Task description: Reproduce without any changes every line of the items from the line containing "Bet you can't find star" down to the line containing "[185,54,300,362]", including both of those lines.

[begin Information supplied]

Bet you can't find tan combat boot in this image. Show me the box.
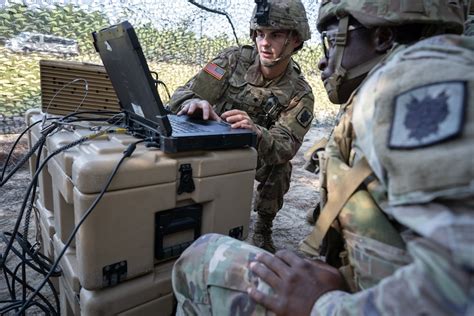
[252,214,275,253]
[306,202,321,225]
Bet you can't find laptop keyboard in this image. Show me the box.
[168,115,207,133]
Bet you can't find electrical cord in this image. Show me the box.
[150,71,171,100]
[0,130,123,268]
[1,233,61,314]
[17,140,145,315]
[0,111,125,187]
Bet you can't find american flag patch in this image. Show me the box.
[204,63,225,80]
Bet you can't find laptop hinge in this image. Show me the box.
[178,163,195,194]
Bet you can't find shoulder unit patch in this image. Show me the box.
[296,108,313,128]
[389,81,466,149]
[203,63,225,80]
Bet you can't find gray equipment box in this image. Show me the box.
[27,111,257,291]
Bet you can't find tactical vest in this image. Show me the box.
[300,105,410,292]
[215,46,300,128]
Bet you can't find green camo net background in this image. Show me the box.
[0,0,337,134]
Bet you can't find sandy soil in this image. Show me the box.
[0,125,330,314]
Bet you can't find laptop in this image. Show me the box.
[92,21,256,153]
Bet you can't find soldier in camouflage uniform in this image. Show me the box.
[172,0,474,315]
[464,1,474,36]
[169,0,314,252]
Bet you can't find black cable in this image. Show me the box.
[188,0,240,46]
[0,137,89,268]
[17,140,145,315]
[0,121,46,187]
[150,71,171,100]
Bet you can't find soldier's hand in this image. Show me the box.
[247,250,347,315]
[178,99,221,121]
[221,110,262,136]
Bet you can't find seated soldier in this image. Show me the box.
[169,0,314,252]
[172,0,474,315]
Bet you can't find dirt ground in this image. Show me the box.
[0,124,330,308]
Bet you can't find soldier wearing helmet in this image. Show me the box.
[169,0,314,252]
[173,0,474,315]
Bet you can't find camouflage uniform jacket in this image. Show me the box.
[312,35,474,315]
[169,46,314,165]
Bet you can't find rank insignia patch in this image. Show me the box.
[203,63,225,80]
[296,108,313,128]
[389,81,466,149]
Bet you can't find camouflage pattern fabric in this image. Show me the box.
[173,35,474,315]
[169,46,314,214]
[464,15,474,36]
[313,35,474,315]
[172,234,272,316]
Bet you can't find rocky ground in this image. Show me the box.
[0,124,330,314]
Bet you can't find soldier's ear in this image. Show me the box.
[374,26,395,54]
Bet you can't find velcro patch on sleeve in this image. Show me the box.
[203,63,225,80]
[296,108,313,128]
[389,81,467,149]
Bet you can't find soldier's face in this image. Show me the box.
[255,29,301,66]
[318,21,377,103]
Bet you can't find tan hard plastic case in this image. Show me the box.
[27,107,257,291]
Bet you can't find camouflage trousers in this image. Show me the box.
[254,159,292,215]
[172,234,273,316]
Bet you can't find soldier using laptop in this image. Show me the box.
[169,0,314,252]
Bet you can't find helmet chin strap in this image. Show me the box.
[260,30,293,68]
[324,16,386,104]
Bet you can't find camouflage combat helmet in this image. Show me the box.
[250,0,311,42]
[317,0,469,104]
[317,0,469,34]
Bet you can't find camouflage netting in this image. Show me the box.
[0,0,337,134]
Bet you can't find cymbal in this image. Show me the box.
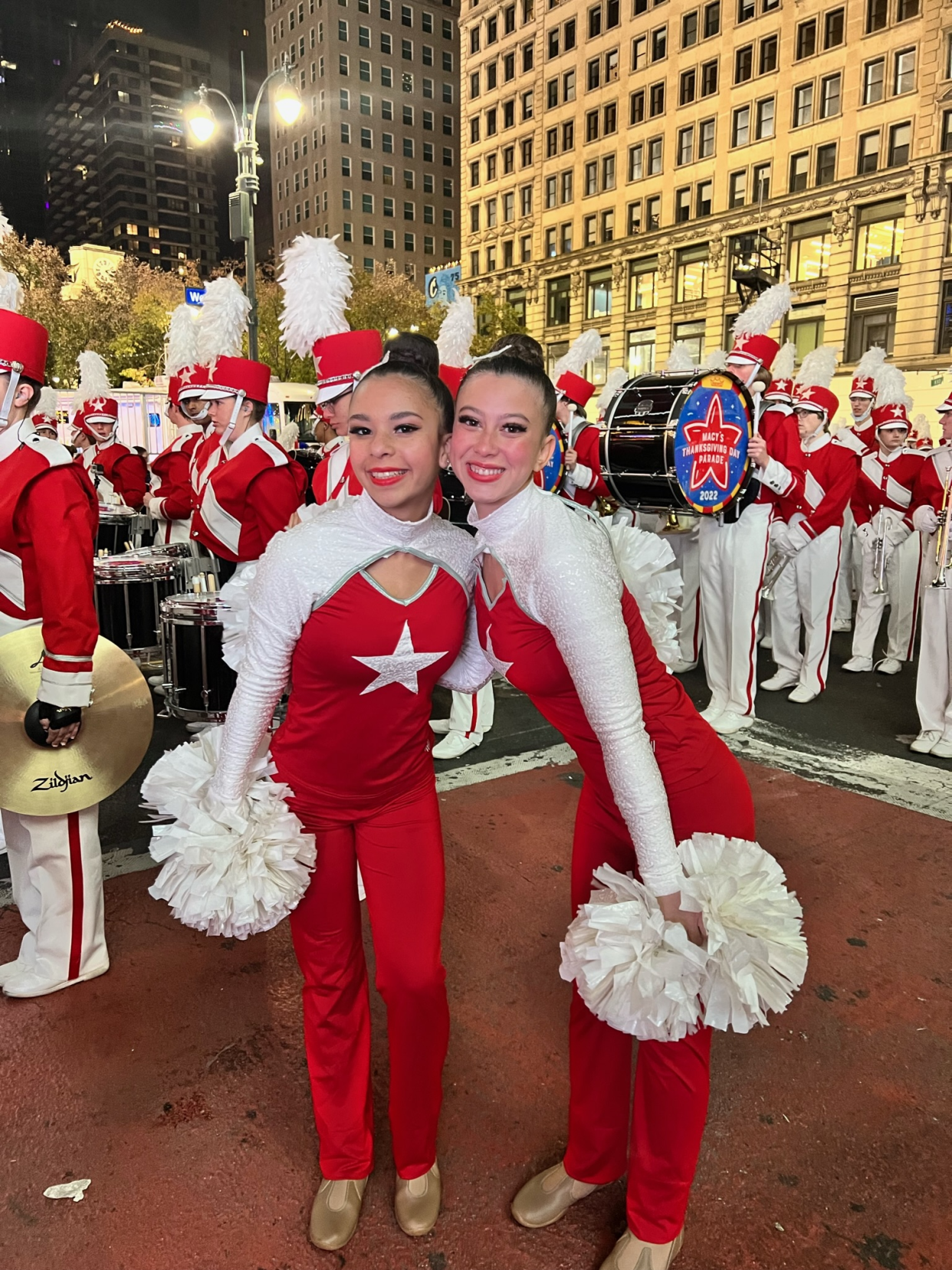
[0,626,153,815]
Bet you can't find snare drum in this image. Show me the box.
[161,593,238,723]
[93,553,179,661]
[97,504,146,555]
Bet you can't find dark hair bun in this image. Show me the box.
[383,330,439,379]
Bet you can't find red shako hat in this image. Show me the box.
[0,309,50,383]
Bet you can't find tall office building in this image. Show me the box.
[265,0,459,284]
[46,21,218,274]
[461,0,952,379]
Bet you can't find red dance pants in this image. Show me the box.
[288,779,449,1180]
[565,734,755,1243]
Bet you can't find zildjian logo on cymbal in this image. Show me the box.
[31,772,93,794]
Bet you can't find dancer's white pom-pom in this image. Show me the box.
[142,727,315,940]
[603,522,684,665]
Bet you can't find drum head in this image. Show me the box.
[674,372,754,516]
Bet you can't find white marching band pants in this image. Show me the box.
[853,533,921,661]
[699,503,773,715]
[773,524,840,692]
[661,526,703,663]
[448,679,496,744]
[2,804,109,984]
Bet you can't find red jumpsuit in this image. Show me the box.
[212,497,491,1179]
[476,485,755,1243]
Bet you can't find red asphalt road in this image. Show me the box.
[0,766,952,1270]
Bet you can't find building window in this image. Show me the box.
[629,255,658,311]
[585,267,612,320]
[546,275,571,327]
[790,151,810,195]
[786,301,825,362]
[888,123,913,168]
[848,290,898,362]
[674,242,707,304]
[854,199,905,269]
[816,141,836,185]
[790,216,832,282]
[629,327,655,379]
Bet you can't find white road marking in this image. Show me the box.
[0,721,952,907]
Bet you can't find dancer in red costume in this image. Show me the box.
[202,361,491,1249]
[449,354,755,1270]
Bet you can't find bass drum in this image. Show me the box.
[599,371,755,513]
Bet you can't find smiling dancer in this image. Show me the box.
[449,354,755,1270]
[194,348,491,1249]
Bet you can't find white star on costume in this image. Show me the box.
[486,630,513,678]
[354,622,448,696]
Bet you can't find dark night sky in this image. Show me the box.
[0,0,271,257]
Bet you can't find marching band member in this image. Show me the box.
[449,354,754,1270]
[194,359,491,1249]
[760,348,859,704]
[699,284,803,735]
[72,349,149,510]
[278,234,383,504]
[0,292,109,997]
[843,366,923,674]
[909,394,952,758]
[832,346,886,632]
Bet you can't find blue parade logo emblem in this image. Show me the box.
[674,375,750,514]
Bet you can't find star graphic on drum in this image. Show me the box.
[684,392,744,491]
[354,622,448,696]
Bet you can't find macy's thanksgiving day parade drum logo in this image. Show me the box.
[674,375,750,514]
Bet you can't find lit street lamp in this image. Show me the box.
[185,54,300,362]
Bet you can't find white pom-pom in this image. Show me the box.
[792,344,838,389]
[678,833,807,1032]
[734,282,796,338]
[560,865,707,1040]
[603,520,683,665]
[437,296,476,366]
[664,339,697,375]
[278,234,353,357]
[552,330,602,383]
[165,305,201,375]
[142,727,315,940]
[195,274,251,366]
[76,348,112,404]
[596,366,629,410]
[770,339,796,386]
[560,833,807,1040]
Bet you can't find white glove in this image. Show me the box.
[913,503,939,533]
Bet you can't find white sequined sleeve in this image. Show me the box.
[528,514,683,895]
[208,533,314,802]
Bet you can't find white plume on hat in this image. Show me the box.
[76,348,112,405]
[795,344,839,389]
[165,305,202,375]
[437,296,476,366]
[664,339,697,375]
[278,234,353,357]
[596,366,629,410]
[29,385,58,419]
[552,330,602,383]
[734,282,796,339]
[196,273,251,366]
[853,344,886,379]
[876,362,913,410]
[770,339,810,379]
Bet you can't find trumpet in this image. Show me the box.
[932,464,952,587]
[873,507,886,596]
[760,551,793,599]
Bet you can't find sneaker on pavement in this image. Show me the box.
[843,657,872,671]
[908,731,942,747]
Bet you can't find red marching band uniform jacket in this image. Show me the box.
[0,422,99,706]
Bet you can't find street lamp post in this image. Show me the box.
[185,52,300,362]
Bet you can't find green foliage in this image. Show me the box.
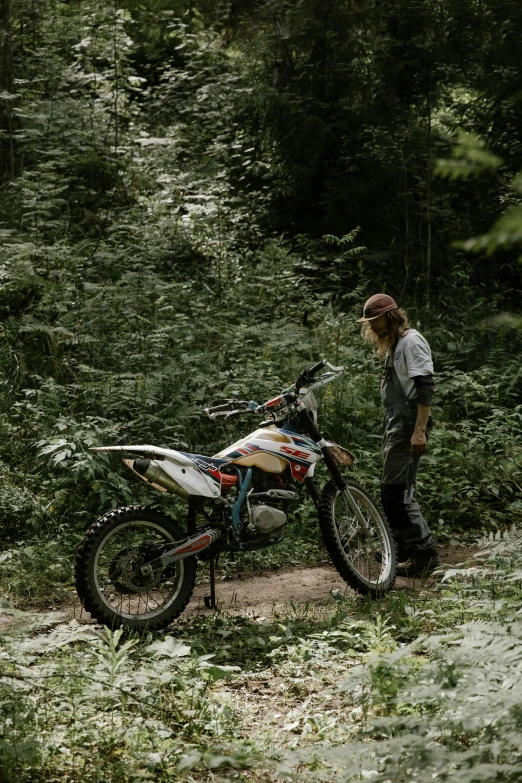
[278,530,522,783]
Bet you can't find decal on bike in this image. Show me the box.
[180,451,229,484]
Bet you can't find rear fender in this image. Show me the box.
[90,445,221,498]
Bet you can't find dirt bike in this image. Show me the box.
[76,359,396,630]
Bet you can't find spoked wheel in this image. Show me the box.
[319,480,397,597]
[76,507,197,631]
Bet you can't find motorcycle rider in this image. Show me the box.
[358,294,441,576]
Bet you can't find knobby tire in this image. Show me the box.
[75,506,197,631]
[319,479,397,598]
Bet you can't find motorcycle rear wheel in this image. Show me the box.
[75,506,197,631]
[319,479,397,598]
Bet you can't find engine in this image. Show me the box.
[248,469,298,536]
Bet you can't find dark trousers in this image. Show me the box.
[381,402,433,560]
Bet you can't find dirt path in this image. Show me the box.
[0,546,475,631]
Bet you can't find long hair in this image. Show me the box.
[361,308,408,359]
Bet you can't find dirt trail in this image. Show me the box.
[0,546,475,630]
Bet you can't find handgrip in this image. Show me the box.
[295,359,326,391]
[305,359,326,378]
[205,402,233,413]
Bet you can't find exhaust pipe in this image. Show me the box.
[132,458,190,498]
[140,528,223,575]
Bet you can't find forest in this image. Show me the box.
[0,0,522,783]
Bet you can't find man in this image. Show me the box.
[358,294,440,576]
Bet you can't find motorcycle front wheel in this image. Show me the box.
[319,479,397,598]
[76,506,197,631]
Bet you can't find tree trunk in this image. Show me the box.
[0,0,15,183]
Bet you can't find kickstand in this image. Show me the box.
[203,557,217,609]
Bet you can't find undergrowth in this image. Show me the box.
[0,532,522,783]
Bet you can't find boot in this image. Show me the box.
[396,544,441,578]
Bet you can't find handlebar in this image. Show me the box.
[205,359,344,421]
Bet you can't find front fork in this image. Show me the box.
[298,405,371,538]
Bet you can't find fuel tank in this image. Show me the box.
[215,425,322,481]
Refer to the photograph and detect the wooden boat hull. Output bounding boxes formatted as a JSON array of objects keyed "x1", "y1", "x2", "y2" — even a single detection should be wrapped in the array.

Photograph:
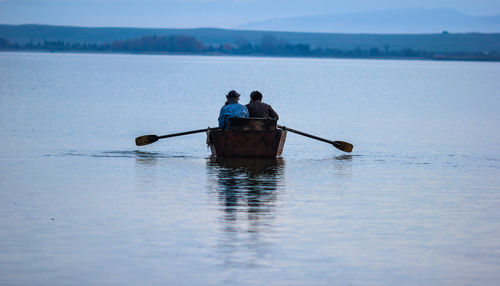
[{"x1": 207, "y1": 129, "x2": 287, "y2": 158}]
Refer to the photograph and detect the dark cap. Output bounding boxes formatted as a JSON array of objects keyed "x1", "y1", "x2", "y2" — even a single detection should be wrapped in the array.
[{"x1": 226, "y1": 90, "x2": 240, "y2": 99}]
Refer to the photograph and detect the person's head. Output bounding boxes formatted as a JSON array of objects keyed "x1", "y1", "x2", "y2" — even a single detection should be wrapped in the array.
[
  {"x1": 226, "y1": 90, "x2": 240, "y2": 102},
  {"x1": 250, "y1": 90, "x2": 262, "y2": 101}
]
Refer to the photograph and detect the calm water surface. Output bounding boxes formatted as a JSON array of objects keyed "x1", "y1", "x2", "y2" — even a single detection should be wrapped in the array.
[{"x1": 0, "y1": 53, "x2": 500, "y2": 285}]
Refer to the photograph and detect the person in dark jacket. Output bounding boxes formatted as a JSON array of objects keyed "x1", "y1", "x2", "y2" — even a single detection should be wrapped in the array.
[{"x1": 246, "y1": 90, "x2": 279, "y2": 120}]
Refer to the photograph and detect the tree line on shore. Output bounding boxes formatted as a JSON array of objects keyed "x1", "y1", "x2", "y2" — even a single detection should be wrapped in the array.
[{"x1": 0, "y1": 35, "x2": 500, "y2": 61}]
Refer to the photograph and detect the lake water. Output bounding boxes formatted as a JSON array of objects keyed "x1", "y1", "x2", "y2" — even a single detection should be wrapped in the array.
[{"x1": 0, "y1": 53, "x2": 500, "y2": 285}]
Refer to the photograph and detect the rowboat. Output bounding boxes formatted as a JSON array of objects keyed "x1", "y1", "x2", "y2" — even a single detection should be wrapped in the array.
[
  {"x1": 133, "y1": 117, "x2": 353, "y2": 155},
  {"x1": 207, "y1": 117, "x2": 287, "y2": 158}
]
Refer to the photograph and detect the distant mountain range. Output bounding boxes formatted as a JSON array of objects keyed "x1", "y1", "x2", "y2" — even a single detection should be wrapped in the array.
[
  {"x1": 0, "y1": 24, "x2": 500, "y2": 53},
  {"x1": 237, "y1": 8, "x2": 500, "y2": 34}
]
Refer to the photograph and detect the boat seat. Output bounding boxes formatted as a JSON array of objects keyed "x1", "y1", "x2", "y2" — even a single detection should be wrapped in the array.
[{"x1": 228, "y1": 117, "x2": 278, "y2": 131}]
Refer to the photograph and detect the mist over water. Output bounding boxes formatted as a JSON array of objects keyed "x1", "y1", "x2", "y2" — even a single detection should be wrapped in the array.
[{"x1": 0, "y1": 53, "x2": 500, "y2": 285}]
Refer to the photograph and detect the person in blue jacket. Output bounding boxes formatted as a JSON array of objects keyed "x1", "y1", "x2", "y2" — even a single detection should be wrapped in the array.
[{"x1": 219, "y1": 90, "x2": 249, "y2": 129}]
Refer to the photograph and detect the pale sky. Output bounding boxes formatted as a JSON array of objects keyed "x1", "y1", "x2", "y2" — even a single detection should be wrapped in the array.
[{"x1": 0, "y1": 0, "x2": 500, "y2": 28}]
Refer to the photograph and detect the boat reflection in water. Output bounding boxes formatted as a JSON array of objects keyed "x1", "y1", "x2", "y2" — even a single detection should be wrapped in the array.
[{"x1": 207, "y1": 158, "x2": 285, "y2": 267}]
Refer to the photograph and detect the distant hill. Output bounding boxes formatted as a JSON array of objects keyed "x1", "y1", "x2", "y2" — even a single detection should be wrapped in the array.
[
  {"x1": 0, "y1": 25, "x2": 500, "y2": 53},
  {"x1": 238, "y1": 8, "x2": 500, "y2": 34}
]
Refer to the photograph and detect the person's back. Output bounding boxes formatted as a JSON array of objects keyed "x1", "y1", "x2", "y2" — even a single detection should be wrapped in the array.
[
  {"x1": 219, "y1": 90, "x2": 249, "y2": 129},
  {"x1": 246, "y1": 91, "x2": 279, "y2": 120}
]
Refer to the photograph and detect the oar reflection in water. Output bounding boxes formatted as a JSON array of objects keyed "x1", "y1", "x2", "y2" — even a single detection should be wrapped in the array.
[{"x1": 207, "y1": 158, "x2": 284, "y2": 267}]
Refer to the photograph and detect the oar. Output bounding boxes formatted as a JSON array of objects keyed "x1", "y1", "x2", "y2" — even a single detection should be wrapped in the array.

[end Information supplied]

Full response:
Bet you can't find star graphic on drum in this image. Show me the box.
[684,392,744,491]
[354,622,448,696]
Bet you can't find macy's thanksgiving day parade drum logo in this image. Show me the box.
[674,375,750,514]
Bet you can't find lit street lamp in this image. Show me the box.
[185,54,300,362]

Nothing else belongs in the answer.